== DATA PROVIDED ==
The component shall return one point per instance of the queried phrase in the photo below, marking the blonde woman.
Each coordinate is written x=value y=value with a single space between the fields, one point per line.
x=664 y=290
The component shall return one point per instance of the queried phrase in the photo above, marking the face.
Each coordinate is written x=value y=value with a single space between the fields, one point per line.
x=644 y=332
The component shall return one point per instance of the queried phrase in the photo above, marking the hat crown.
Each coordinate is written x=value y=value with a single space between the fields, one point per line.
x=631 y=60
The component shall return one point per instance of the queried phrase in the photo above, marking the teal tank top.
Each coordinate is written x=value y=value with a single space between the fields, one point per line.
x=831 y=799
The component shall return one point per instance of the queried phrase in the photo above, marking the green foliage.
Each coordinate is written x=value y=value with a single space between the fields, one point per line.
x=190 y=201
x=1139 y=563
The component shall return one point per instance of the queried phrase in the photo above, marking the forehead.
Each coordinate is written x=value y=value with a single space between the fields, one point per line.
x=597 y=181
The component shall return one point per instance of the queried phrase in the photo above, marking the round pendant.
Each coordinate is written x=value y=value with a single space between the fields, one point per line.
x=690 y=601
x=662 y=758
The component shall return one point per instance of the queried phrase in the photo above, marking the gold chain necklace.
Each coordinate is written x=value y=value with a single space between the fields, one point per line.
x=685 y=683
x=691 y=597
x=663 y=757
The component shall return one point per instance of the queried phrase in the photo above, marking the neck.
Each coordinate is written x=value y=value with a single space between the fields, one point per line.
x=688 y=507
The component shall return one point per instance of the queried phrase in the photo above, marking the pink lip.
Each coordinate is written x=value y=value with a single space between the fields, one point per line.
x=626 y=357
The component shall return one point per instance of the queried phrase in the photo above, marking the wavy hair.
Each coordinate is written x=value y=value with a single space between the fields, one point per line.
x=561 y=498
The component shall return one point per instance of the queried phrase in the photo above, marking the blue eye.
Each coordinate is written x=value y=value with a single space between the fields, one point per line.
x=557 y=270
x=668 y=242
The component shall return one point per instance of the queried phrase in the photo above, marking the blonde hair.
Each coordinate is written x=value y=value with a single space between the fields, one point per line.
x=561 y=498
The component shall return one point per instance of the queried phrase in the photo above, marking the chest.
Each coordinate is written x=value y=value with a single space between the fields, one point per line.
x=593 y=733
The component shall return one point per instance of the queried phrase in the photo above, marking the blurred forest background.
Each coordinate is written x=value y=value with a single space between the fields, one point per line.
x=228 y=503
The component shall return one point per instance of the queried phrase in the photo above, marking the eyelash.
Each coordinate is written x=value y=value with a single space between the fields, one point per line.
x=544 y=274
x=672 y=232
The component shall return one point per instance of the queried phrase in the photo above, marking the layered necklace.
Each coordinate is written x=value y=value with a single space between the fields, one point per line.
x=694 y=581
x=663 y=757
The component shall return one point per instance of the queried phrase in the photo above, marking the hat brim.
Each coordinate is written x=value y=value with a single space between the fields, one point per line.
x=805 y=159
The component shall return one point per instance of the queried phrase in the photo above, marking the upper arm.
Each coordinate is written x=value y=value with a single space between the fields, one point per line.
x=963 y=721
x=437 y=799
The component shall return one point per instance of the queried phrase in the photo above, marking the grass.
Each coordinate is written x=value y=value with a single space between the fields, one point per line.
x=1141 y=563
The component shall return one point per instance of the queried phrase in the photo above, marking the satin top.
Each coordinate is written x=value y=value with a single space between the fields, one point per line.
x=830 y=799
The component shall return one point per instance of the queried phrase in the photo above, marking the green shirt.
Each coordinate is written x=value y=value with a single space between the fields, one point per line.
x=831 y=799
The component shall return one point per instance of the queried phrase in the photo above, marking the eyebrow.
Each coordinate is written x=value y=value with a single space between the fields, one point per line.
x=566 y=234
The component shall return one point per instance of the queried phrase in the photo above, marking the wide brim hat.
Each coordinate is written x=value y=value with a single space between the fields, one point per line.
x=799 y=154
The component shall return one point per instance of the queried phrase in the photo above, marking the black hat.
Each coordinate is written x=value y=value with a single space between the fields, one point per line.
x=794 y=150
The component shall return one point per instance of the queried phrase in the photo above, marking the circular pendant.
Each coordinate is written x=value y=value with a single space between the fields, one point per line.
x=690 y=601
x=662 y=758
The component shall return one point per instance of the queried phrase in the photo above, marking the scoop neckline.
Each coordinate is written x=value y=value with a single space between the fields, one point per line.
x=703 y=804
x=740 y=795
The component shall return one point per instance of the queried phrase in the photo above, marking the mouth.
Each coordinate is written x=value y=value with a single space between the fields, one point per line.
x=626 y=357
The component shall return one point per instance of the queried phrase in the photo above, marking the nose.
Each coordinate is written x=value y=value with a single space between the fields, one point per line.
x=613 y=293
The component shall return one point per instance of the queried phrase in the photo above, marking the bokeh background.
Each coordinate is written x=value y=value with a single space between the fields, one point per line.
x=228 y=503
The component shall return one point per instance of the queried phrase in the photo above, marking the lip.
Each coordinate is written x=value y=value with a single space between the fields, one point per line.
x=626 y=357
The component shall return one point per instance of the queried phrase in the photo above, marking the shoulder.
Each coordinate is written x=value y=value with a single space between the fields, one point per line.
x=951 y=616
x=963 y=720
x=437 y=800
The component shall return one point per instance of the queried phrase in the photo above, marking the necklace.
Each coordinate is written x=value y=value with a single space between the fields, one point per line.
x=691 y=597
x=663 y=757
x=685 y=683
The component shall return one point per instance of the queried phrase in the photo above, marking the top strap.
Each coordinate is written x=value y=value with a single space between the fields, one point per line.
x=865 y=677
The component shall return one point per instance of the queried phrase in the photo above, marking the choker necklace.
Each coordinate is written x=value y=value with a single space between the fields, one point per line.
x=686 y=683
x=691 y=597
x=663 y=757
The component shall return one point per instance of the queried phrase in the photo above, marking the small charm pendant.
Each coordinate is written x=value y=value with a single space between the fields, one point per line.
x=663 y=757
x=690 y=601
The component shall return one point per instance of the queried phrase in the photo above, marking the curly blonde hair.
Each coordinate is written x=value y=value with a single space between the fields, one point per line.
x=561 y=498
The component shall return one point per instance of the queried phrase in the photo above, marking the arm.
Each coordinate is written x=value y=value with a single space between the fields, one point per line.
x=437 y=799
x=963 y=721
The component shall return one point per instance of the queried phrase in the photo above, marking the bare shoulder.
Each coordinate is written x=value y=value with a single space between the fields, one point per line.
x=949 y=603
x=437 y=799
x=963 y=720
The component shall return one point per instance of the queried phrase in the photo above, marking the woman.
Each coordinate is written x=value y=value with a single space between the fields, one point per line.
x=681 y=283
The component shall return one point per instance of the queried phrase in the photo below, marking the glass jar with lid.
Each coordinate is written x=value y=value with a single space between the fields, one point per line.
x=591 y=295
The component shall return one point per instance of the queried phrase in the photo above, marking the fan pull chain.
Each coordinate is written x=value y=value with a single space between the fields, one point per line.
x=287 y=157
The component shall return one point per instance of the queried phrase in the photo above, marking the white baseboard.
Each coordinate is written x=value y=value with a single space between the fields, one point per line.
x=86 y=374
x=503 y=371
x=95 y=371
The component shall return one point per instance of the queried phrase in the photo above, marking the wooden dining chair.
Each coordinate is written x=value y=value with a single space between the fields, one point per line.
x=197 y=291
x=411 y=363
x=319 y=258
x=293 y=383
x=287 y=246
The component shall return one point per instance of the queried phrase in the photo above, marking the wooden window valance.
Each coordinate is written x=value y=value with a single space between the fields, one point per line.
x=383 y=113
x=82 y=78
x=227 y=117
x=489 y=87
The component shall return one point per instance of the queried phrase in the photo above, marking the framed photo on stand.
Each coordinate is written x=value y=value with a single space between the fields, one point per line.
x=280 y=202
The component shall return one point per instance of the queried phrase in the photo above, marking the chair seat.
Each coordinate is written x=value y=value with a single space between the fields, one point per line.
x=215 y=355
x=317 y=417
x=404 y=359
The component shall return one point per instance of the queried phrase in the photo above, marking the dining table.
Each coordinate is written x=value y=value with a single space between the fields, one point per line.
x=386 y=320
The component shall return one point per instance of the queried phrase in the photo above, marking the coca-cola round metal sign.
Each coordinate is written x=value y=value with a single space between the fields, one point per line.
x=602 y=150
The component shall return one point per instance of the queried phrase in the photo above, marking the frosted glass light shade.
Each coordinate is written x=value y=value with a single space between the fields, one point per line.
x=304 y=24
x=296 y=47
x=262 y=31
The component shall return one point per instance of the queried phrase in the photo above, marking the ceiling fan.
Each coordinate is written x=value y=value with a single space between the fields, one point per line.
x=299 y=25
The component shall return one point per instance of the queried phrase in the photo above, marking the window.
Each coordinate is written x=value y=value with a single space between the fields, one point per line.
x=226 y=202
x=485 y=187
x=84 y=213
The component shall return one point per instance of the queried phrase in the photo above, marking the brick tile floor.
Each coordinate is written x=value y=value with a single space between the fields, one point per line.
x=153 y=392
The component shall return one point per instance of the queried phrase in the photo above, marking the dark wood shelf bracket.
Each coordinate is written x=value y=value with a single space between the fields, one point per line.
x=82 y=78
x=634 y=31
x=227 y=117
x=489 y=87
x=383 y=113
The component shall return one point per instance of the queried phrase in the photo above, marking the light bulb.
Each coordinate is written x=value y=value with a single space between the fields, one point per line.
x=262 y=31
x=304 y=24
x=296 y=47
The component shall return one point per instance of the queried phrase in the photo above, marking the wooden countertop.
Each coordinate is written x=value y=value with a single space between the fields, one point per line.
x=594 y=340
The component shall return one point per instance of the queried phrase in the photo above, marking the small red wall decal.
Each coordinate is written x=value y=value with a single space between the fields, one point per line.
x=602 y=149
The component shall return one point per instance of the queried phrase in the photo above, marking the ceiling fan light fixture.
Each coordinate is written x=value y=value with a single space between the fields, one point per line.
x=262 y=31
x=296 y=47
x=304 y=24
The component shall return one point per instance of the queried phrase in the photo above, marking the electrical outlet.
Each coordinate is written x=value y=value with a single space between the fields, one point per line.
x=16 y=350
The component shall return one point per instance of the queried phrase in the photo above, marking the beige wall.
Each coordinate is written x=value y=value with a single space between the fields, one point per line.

== REQUIREMENTS ==
Reproduce verbatim the lines beginning with the one that contains "the green shirt." and ending with the one that contains "x=613 y=293", both of these lines included.

== SOLUTION TO THE PROBLEM ==
The component shall return one point per instance of the queried phrase in the photo above, marking the green shirt.
Each coordinate is written x=value y=value with a single space between the fields, one point per line.
x=831 y=799
The component shall return one point per instance of the queried phrase in the photo above, marking the eyebrow.
Each coordinate is written x=value y=value with a single space between the fields, one point per line.
x=566 y=234
The component shall return one point per instance of the queried phrase in the photo above, marking the wide brim hat.
Each coordinate is written x=value y=value with a single space between the fields, one point per line.
x=799 y=154
The component shall return one point per instance of the queried phrase in the photo above, marking the black hat.
Each coordinate is written x=value y=value with a single space between the fields, one point per line.
x=794 y=150
The component shall return one point per instance of the queried phrase in the photo above, marking the circular pendant.
Each coordinate is written x=value y=value with a single space between the fields, one point per line.
x=690 y=601
x=662 y=758
The component shall return one point per instance of the queried phrase in the photo above, marking the scoop neckline.
Each coordinate is written x=value y=value with a single space between the fields, one point per line.
x=703 y=804
x=740 y=795
The component shall return one point per instance of the queried phrase in the photo above, marking the mouth.
Each coordinate is written x=value y=value with a single space between the fields, one point per line.
x=626 y=357
The component shall return one point per instance of the queried phrase in the photo above, marking the nose.
Each coordinate is written x=value y=value with a single space between the fields, one point per line.
x=613 y=293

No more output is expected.